-------- AVAILABLE DATA

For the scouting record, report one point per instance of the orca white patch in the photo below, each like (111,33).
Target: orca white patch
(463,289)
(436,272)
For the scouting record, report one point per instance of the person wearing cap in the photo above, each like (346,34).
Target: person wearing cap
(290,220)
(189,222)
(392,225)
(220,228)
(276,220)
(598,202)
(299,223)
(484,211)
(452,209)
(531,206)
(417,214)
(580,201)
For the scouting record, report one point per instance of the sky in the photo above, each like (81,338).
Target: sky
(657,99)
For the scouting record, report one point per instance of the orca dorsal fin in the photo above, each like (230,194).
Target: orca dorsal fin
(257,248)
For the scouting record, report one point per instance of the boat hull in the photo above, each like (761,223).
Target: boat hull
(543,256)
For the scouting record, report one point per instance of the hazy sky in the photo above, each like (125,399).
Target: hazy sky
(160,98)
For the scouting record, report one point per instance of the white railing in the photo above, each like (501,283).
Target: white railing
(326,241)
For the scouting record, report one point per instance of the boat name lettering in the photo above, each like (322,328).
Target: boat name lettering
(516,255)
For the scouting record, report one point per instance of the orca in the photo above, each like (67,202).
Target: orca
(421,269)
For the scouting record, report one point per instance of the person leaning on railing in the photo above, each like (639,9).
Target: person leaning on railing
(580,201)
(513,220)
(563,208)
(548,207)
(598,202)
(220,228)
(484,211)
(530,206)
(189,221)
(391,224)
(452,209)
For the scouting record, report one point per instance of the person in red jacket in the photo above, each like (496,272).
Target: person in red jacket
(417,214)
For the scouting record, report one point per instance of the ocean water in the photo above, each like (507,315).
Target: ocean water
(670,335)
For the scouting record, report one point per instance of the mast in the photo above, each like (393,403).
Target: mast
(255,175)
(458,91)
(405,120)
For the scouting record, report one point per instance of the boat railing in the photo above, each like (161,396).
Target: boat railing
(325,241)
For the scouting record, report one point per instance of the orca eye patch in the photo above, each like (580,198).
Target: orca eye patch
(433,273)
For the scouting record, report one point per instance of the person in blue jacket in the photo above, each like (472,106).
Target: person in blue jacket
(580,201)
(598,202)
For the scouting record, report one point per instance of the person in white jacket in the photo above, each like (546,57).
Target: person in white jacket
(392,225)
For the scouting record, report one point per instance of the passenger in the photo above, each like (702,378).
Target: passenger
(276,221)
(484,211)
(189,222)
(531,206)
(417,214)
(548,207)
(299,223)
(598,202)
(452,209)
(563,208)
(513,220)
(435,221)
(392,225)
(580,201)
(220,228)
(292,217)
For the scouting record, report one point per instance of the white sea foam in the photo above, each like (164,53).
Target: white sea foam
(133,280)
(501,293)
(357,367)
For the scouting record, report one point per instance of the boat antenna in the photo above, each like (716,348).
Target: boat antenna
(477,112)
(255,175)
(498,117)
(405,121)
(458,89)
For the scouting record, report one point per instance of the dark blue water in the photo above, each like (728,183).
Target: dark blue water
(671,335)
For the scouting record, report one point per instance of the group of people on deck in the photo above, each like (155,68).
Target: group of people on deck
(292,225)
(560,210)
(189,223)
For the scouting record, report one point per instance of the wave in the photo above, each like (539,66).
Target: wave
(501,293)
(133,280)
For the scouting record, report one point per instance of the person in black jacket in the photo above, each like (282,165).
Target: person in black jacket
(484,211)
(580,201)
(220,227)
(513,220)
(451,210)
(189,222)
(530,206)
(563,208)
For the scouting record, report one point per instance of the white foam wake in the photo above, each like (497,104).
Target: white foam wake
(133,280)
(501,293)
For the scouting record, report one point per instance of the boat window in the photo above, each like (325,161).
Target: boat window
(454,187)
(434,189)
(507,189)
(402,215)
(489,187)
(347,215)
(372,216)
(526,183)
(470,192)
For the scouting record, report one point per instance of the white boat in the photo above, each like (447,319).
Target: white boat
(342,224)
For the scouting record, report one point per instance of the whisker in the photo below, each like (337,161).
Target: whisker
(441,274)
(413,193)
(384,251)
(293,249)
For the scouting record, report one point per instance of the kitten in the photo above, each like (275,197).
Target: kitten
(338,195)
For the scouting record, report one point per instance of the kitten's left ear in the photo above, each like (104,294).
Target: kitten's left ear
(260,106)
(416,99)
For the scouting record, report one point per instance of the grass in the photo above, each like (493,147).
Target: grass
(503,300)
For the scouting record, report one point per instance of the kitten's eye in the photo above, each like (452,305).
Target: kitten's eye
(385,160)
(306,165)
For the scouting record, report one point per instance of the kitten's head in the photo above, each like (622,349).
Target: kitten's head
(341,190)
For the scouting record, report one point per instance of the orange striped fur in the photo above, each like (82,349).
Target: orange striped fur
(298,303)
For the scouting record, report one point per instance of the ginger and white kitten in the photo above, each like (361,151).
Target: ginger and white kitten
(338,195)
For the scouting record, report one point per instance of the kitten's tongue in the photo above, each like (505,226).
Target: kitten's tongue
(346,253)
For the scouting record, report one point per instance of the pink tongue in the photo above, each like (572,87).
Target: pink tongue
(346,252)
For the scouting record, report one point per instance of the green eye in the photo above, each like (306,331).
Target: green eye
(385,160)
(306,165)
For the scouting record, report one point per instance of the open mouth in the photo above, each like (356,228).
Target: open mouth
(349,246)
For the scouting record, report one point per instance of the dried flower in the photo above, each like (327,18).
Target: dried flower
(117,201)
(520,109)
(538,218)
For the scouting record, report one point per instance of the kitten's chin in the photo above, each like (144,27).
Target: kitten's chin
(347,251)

----------------

● **WRITTEN TASK**
Starting at the line that contains "each like (82,349)." and ending at the end of the material, write out every line again, requests included, and shift each answer point by adding 117 to both of its coordinates. Return only those lines.

● **ANSWER TO THE PROBLEM**
For the scouting record, report one point per instance of the orange striped fur in the photo above, each like (82,349).
Target: orange striped fur
(415,420)
For the scouting record, report one point per instance of the ginger and white kitten in the photo above, each like (361,151).
Target: ginger and white kitten
(455,312)
For the scouting record, report one point per instance of the kitten's tongue in the photo above, each like (505,226).
Target: kitten's tongue
(463,370)
For the scouting record, report one point per instance of the pink tongue in the photo above, each like (572,87).
Target: pink tongue
(463,369)
For the scouting record, report one point per instance of the green eye in the photo above, each like (306,331).
Target: green eye
(502,277)
(423,282)
For the scouting record, report one point per instance of the open mouth in the photo above, each like (356,228).
Target: open mouth
(466,363)
For the scouting record, report one point per instance of the dried flower in the photo above, each like (327,18).
Target: dried flower
(234,318)
(637,226)
(655,335)
For the scouting record, report one point per instance of the kitten's chin in the photo above, each like (144,27).
Target: kitten's chin
(464,368)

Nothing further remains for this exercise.